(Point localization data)
----
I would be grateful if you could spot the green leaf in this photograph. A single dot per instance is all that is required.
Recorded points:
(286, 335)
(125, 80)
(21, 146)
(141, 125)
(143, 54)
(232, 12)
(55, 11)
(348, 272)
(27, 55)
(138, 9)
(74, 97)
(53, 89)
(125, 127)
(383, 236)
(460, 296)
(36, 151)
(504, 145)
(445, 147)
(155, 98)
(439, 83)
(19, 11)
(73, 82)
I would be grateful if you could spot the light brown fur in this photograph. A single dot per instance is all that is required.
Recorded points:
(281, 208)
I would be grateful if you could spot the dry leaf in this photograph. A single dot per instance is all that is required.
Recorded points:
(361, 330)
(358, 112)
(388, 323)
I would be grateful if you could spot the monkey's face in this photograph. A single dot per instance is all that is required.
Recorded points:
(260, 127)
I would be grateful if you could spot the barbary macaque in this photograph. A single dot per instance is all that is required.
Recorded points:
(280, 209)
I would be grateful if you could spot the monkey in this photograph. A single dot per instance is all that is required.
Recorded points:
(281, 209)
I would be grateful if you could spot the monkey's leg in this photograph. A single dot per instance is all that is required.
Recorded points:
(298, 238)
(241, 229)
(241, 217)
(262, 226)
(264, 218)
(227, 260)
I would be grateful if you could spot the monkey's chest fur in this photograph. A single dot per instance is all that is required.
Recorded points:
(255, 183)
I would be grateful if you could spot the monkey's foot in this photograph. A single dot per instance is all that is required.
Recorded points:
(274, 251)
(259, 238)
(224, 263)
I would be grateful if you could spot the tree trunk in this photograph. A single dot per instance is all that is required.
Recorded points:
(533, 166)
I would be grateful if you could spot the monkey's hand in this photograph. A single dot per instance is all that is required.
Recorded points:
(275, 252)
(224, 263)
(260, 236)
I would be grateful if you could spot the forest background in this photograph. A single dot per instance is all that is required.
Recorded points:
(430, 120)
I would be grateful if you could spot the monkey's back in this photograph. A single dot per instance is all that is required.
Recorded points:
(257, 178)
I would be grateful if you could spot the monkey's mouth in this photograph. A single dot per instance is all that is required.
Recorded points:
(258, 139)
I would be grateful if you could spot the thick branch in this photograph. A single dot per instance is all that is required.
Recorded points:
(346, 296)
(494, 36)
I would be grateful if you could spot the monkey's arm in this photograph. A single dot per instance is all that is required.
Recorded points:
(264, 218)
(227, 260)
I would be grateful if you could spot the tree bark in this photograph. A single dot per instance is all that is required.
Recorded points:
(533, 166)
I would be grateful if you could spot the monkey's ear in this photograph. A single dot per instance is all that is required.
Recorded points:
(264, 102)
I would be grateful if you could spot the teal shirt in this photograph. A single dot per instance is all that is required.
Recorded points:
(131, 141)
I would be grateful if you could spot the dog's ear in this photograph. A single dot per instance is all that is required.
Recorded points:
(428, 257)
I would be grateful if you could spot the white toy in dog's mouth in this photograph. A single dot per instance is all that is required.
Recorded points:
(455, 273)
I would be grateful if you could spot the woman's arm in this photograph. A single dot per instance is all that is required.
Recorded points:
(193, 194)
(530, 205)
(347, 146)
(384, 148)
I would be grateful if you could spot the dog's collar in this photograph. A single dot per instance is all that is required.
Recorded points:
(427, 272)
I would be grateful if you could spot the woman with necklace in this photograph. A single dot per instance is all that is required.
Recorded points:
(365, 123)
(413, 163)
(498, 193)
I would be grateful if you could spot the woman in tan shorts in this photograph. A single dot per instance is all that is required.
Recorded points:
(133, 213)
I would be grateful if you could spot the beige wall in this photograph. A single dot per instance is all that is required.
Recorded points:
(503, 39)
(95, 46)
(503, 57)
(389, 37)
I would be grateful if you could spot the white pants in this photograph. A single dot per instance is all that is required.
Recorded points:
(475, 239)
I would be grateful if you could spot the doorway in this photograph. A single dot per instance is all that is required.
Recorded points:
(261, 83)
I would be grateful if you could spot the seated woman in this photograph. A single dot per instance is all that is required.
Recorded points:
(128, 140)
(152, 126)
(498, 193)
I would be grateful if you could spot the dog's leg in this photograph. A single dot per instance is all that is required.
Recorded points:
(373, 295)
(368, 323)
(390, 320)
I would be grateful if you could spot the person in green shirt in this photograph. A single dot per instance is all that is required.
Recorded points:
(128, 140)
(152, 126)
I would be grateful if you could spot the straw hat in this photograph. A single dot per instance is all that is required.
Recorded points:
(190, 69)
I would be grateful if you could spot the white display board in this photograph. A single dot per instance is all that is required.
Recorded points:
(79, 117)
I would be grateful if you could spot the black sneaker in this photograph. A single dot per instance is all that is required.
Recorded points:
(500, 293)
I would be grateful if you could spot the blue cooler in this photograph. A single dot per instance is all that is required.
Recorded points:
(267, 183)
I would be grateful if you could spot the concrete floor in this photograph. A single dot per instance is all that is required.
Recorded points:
----
**Exercise:** Restate the data above word for word, omitting nothing.

**Your response:**
I would be grateful if you could spot the green leaf in this photograph. A single dot per instance is all that is required.
Recorded points:
(286, 335)
(125, 80)
(21, 146)
(141, 125)
(143, 54)
(232, 12)
(55, 11)
(348, 272)
(27, 55)
(138, 9)
(74, 97)
(53, 89)
(125, 127)
(383, 236)
(460, 296)
(36, 151)
(504, 145)
(445, 147)
(155, 98)
(439, 83)
(19, 11)
(73, 82)
I would be grateful if you could spot the light brown fur in this photograph. A single dot per instance is all that is required.
Recorded points:
(281, 208)
I would be grateful if you could spot the dry leaf in this photograph. A single dot per instance is all that is required.
Recorded points:
(361, 330)
(358, 112)
(388, 323)
I would be grateful if you could spot the monkey's face in this photograph. A single dot per instance is all that is required.
Recorded points:
(260, 127)
I would be grateful if you could spot the barbary macaque in this photograph. A single dot per instance is all that is required.
Recorded points:
(280, 209)
I would be grateful if you could spot the monkey in this photograph. A single dot per instance is all that is required.
Recorded points:
(281, 209)
I would be grateful if you could spot the monkey's leg in this photograph. A single dot per instance is all that is required.
Recorded points:
(298, 238)
(241, 229)
(241, 217)
(262, 226)
(264, 218)
(227, 260)
I would be grateful if you could spot the monkey's chest fur in this photograph. A single dot per instance is all that is required.
Recorded points:
(255, 183)
I would be grateful if you could spot the monkey's foot in this photograph. A single dot per instance is all that is required.
Recorded points:
(274, 251)
(259, 238)
(224, 263)
I would be grateful if you could spot the tree trunk in this photograph. A single dot per instance is all that is required.
Recorded points:
(533, 166)
I would be grateful if you could spot the monkey's hand in this photograph. A single dot per instance is all that is required.
Recorded points:
(275, 252)
(224, 263)
(260, 236)
I would be grateful if you could spot the forest background in this photograph. A single dot per instance is all that is required.
Recorded points:
(430, 120)
I would be grateful if you could spot the monkey's back in this photograph. A single dot per instance is all that is required.
Recorded points:
(257, 178)
I would be grateful if you could spot the monkey's mouth in this photograph. A single dot per instance is all that is required.
Recorded points:
(258, 139)
I would be grateful if you could spot the thick branch in this photograph. A single dot per instance is all that is required.
Recorded points:
(346, 296)
(494, 36)
I would be grateful if you could spot the monkey's arm in this photograph. A single dot per instance is all that is required.
Recorded points:
(264, 218)
(227, 260)
I would be grateful if you could spot the tree bark in this photograph. A single dot per instance is all that is required.
Recorded points:
(533, 166)
I would be grateful if you could spot the monkey's ear in this photograph. A single dot per instance is all that is required.
Recorded points:
(264, 102)
I would be grateful if you could spot the teal shirt in this photograph. A single dot per instance is all that is required.
Recorded points:
(131, 141)
I would be grateful if you could spot the dog's ear in this photograph. A single dot per instance is all that is required.
Recorded points:
(428, 257)
I would be grateful if you could spot the white toy in dog's mouth in this photograph. A single dot per instance is all that is required.
Recorded points:
(455, 273)
I would be grateful if you could spot the woman's arm in this photograph. A single dot per instance is all that is required.
Recorded points:
(193, 194)
(530, 205)
(347, 146)
(384, 148)
I would be grateful if you could spot the dog's collar in this photograph. A single dot per instance is all that is required.
Recorded points:
(427, 272)
I would be grateful if you could spot the woman with necklace in this photograph. A single dot per instance is all that is required.
Recorded points:
(365, 123)
(413, 163)
(498, 193)
I would be grateful if you could spot the woman in tan shorts in this photograph. A single dot per instance is all that is required.
Recorded points:
(133, 213)
I would be grateful if you could spot the beige wall in this photograph. A single dot per instance is all that is required.
Recorded points:
(503, 39)
(95, 46)
(503, 57)
(389, 37)
I would be grateful if you could spot the white pants in this photograph. A single dot per instance is all that is required.
Recorded points:
(475, 239)
I would be grateful if you could spot the doorway in this photograph. A single dot per instance is all that is required.
Recorded points:
(261, 83)
I would be grateful if you could spot the seated woman in this photograph. A single dot per instance is all that is required.
Recorded points:
(128, 140)
(152, 126)
(498, 193)
I would be grateful if you could spot the dog's leg in this photograph. A single dot per instance is all that is required.
Recorded points:
(373, 295)
(368, 323)
(390, 320)
I would be grateful if you could spot the person in green shirt in this photograph. A single dot per instance is all that is required.
Recorded points:
(128, 140)
(152, 126)
I would be grateful if you could spot the straw hat in this photograph. A single dot per instance is all that is required.
Recorded points:
(190, 69)
I would be grateful if you could spot the white display board in this photograph. A single dot per instance is all that is required.
Recorded points:
(79, 117)
I would be grateful if you could spot the black sneaker in this photograph. A single dot per instance is all that is required.
Recorded points:
(500, 293)
I would be grateful if you could spot the blue cooler in this photograph. A single dot per instance is all that is required.
Recorded points:
(267, 183)
I would be grateful if you could spot the concrete floor in this photograph. A single dot per instance is all that is required.
Recorded points:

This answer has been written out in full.